--- Requirement ---
Rewrite the data below with every "positive clicks" swapped for "foreground clicks" and everything else unchanged, omitting the pictures from your output.

Top of The data

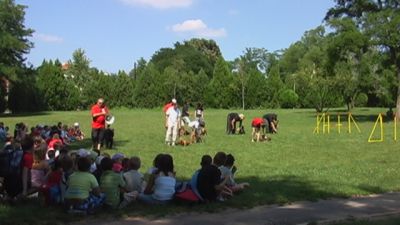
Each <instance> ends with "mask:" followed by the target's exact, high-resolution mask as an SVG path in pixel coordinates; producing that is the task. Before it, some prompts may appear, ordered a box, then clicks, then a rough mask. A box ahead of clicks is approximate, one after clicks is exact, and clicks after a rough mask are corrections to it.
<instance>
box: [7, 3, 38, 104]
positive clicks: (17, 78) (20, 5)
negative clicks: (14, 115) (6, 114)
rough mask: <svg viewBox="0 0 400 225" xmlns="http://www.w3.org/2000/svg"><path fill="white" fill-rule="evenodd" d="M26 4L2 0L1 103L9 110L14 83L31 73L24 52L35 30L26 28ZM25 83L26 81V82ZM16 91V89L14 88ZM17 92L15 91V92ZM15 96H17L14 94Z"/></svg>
mask: <svg viewBox="0 0 400 225" xmlns="http://www.w3.org/2000/svg"><path fill="white" fill-rule="evenodd" d="M25 8H26V7H25V6H22V5H17V4H15V2H14V0H0V86H1V88H0V89H1V92H0V97H1V100H0V105H1V106H2V107H1V109H2V111H3V109H6V110H7V101H8V99H9V98H12V97H11V96H9V93H10V92H11V90H10V89H12V85H13V84H15V83H16V82H17V81H19V83H18V84H19V85H20V87H21V84H23V82H22V81H21V80H20V79H24V77H23V75H26V74H28V73H30V72H29V71H28V70H27V69H26V66H25V64H24V62H25V58H24V54H27V53H29V51H30V49H31V48H32V47H33V43H32V42H30V41H29V40H28V37H29V36H31V35H32V33H33V30H32V29H29V28H26V27H25V25H24V20H25V11H24V10H25ZM24 84H25V83H24ZM14 91H15V89H14ZM13 93H14V94H16V93H15V92H13ZM14 97H15V96H14Z"/></svg>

Bottom of The data

--- Expected answer ---
Each <instance> ends with "mask:" followed by the target's exact, high-resolution mask as an SVG path in pixel coordinates; producing that is the task. Before it, some prompts may appear, ordered a box, then clicks, then a rough mask. A box ahead of clicks is approximate, one after clicks is exact, and clicks after a rough mask are corrections to it.
<instance>
box: [7, 3, 38, 104]
foreground clicks: (17, 78) (20, 5)
negative clicks: (14, 115) (6, 114)
rough mask: <svg viewBox="0 0 400 225" xmlns="http://www.w3.org/2000/svg"><path fill="white" fill-rule="evenodd" d="M26 4L2 0L1 103L9 110L14 83L31 73L24 52L35 30L26 28ZM25 83L26 81V82ZM16 91V89L14 88ZM17 92L15 91V92ZM15 96H17L14 94Z"/></svg>
mask: <svg viewBox="0 0 400 225" xmlns="http://www.w3.org/2000/svg"><path fill="white" fill-rule="evenodd" d="M25 8H26V7H25V6H22V5H17V4H15V2H14V0H0V86H1V88H0V89H1V92H0V97H1V100H0V105H1V106H2V107H1V109H2V111H3V109H6V110H7V101H8V99H9V98H12V97H11V96H9V93H10V92H11V90H10V89H12V85H13V84H15V83H16V82H17V81H19V83H18V84H19V85H20V87H21V84H23V82H22V81H21V80H20V79H24V77H23V75H26V74H28V73H30V72H29V71H28V70H27V69H26V66H25V64H24V62H25V58H24V54H27V53H29V51H30V49H31V48H32V47H33V43H32V42H30V41H29V40H28V37H29V36H31V35H32V33H33V30H32V29H29V28H26V27H25V25H24V20H25V11H24V10H25ZM24 84H25V83H24ZM14 91H15V89H14ZM13 93H14V94H16V93H15V92H13ZM14 97H15V96H14Z"/></svg>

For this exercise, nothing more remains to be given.